[INPUT ROWS]:
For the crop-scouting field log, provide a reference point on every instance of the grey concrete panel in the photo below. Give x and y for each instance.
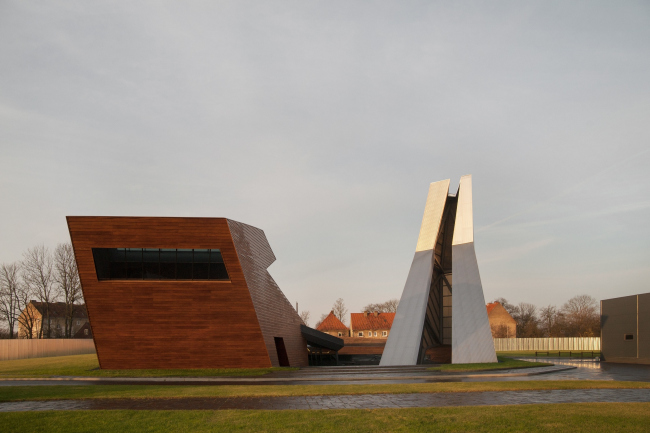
(617, 318)
(403, 344)
(275, 314)
(471, 335)
(643, 336)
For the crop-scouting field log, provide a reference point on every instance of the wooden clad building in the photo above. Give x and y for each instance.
(183, 293)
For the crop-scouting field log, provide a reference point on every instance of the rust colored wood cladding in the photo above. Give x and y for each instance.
(142, 324)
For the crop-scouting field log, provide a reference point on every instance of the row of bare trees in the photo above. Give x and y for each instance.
(578, 317)
(43, 275)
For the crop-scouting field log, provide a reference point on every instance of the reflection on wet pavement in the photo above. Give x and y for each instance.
(564, 369)
(367, 401)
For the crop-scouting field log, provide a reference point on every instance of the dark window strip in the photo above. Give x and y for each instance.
(159, 264)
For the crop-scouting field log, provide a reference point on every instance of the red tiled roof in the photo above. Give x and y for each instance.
(359, 321)
(331, 323)
(491, 306)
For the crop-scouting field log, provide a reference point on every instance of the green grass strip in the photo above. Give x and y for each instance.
(553, 353)
(87, 365)
(585, 417)
(62, 392)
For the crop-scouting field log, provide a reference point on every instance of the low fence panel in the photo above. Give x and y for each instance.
(22, 349)
(546, 344)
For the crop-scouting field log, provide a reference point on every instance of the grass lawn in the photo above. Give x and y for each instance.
(585, 417)
(87, 365)
(503, 364)
(62, 392)
(531, 353)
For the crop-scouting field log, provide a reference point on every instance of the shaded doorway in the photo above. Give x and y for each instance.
(283, 359)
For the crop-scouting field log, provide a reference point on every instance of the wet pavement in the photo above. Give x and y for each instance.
(368, 401)
(305, 376)
(564, 369)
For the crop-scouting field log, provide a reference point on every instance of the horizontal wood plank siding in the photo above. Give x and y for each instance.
(167, 324)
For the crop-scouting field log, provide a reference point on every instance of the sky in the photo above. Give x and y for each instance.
(323, 123)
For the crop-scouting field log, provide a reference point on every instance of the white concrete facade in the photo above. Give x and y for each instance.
(471, 338)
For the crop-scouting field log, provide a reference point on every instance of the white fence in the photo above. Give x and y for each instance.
(21, 349)
(519, 344)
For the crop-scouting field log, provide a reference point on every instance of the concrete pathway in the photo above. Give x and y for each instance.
(307, 376)
(369, 401)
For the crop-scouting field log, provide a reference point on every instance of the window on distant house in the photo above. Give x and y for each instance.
(159, 264)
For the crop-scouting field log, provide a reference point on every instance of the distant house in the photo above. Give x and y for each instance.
(333, 326)
(35, 314)
(371, 325)
(501, 322)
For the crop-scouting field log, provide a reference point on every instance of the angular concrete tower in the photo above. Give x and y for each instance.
(442, 303)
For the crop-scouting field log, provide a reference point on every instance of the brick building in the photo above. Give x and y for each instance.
(501, 322)
(333, 326)
(371, 325)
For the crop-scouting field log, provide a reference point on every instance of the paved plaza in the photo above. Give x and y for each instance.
(563, 370)
(367, 401)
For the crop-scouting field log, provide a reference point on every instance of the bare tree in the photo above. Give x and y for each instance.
(304, 316)
(389, 306)
(339, 310)
(66, 283)
(27, 318)
(582, 316)
(499, 331)
(38, 276)
(527, 322)
(9, 293)
(507, 305)
(551, 321)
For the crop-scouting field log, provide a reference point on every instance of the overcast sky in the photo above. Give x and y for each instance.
(323, 124)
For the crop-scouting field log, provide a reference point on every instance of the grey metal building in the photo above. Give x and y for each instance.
(625, 329)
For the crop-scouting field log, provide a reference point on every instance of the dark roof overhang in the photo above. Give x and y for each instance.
(321, 339)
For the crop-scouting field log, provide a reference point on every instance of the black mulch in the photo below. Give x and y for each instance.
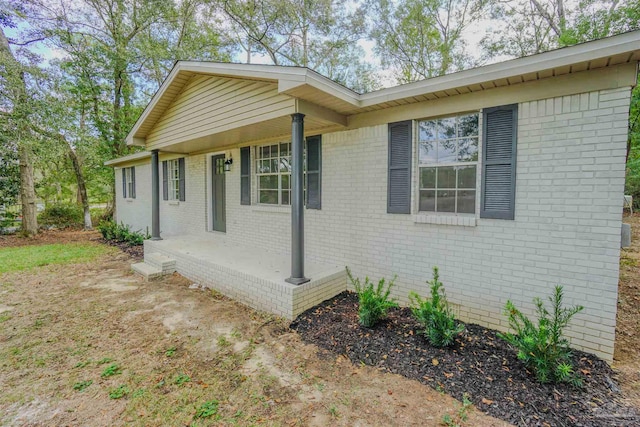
(136, 252)
(479, 364)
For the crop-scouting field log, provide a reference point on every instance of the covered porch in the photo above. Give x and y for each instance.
(250, 275)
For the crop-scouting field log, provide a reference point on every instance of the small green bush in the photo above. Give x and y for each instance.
(435, 315)
(62, 215)
(121, 233)
(542, 347)
(374, 301)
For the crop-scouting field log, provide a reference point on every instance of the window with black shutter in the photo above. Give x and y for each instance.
(499, 162)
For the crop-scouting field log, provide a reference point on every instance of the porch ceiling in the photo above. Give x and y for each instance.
(206, 105)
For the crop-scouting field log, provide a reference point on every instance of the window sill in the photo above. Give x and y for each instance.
(271, 208)
(444, 219)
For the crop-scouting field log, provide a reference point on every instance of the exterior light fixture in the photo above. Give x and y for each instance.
(227, 164)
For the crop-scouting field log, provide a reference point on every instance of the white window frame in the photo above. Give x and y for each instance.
(129, 184)
(173, 179)
(456, 163)
(279, 173)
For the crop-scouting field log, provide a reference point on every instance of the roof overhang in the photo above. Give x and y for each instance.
(330, 106)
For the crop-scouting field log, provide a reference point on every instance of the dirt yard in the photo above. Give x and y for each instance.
(94, 345)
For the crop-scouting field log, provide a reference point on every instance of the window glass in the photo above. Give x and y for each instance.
(448, 157)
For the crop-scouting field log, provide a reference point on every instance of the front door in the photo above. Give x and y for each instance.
(217, 196)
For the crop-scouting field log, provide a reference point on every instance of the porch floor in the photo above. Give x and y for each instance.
(253, 276)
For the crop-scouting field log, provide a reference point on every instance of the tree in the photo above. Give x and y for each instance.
(420, 39)
(15, 106)
(116, 53)
(319, 34)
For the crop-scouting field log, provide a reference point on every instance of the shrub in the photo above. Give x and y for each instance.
(435, 315)
(62, 215)
(121, 233)
(542, 347)
(374, 301)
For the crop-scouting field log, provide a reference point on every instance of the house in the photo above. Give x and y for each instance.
(508, 177)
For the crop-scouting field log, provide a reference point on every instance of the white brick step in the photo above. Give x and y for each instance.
(163, 263)
(149, 272)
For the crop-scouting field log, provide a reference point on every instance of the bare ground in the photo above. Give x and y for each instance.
(176, 348)
(627, 350)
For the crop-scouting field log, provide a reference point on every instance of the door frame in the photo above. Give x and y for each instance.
(208, 197)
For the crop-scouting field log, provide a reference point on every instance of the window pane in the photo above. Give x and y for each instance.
(269, 182)
(466, 177)
(269, 197)
(428, 152)
(468, 125)
(447, 151)
(447, 128)
(286, 182)
(427, 177)
(427, 130)
(286, 197)
(447, 177)
(466, 201)
(427, 200)
(285, 164)
(446, 201)
(468, 150)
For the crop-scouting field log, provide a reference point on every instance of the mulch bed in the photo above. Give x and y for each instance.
(479, 365)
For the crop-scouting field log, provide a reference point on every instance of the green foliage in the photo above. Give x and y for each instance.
(119, 392)
(111, 370)
(27, 257)
(435, 315)
(542, 347)
(62, 215)
(374, 301)
(121, 233)
(207, 409)
(79, 386)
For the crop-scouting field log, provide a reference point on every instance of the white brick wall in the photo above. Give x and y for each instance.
(570, 178)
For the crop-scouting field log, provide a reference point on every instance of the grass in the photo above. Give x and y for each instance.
(27, 257)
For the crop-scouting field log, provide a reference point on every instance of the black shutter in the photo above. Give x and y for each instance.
(399, 176)
(133, 183)
(245, 176)
(165, 187)
(314, 172)
(181, 179)
(124, 183)
(499, 162)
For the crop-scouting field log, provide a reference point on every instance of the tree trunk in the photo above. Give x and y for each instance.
(20, 115)
(27, 191)
(82, 188)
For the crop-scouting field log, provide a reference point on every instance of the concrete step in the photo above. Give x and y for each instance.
(149, 272)
(163, 263)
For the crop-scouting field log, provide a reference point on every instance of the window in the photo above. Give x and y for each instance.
(273, 166)
(173, 179)
(273, 170)
(173, 183)
(447, 161)
(129, 183)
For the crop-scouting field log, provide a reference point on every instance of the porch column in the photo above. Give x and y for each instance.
(155, 196)
(297, 208)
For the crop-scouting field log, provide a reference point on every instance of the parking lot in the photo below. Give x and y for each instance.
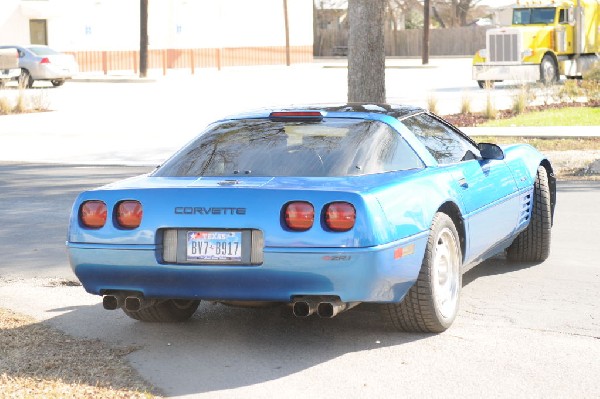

[INSTRUCTIONS TO FOLLOW]: How many lines in the items above contain the string "distant"? Match case exactly and give only the number.

[THE SOLUTION]: 2